Instruction =
Decide whether each statement below agrees with the article on US military aid to Israel. Answer yes or no for each, quoting the deciding words exactly. (a) The new package raises yearly aid from $3.1 billion to $3.8 billion. (b) The deal is adjusted for inflation. (c) Israel may keep spending part of the aid on weapons bought from its own industry.

Document segment =
■ ■ ■

The announcement last week by the United
States of the largest military aid
package in its history – to Israel – was
a win for both sides.
Israeli prime
minister Benjamin Netanyahu could boast
that his lobbying had boosted aid from
$3.1 billion a year to $3.8bn – a 22 per
cent increase – for a decade starting in
2019.
Mr Netanyahu has presented this as a
rebuff to those who accuse him of
jeopardising Israeli security interests
with his government’s repeated affronts
to the White House.
In the past weeks alone, defence
minister Avigdor Lieberman has compared
last year’s nuclear deal between
Washington and Iran with the 1938 Munich
pact, which bolstered Hitler; and Mr
Netanyahu has implied that US opposition
to settlement expansion is the same as
support for the “ethnic cleansing” of
Jews.
American president Barack Obama,
meanwhile, hopes to stifle his own
critics who insinuate that he is
anti-Israel. The deal should serve as a
fillip too for Hillary Clinton, the
Democratic party’s candidate to succeed
Mr Obama in November’s election.
In reality, however, the Obama
administration has quietly punished Mr
Netanyahu for his misbehaviour. Israeli
expectations of a $4.5bn-a-year deal
were whittled down after Mr Netanyahu
stalled negotiations last year as he
sought to recruit Congress to his battle
against the Iran deal.
In fact, Israel already receives
roughly $3.8bn – if Congress’s
assistance on developing missile defence
programmes is factored in. Notably,
Israel has been forced to promise not to
approach Congress for extra funds.
The deal takes into account neither
inflation nor the dollar’s depreciation
against the shekel.
A bigger blow still is the White
House’s demand to phase out a special
exemption that allowed Israel to spend
nearly 40 per cent of aid locally on
weapon and fuel purchases. Israel will
soon have to buy all its armaments from
the US, ending what amounted to a
subsidy to its own arms industry.
Nonetheless, Washington’s renewed
military largesse – in the face of
almost continual insults – inevitably
fuels claims that the Israeli tail is
wagging the US dog. Even The New York
Times has described the aid package as
“too big”.

■ ■ ■

Supplied data =
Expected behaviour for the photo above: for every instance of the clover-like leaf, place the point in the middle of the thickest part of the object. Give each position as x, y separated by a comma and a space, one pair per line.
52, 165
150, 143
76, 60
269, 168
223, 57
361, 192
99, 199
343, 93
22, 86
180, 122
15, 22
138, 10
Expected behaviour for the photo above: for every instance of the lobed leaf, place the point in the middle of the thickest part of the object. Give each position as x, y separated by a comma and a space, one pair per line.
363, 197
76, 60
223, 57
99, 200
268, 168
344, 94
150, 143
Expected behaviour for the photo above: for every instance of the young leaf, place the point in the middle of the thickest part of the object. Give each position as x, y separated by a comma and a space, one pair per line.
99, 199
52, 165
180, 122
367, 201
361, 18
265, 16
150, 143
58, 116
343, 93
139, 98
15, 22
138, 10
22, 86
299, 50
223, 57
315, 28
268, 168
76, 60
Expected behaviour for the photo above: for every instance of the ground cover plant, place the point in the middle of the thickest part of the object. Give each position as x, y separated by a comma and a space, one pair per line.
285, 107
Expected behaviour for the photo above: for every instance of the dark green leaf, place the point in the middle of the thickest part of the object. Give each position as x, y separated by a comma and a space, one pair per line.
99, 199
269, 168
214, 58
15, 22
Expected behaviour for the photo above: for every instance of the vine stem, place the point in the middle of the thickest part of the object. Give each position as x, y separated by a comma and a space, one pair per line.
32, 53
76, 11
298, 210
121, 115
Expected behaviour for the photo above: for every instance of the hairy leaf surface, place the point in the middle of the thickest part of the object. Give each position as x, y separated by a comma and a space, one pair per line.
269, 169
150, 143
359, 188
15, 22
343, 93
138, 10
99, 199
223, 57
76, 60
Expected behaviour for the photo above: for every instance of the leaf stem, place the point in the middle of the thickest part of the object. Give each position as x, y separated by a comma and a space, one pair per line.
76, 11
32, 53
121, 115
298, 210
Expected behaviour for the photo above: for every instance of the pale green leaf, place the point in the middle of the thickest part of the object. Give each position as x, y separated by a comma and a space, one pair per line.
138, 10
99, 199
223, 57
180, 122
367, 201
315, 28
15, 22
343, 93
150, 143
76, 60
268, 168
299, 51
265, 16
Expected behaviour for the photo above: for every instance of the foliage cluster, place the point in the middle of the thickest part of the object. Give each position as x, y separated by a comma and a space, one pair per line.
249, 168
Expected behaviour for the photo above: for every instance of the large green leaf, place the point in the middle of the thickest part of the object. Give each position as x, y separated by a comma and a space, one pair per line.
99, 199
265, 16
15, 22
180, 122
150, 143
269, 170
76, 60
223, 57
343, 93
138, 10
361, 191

■ ■ ■

Reply to the task =
(a) Yes: "boosted aid from $3.1 billion a year to $3.8bn"
(b) No: "The deal takes into account neither inflation nor the dollar’s depreciation against the shekel."
(c) No: "Israel will soon have to buy all its armaments from the US, ending what amounted to a subsidy to its own arms industry."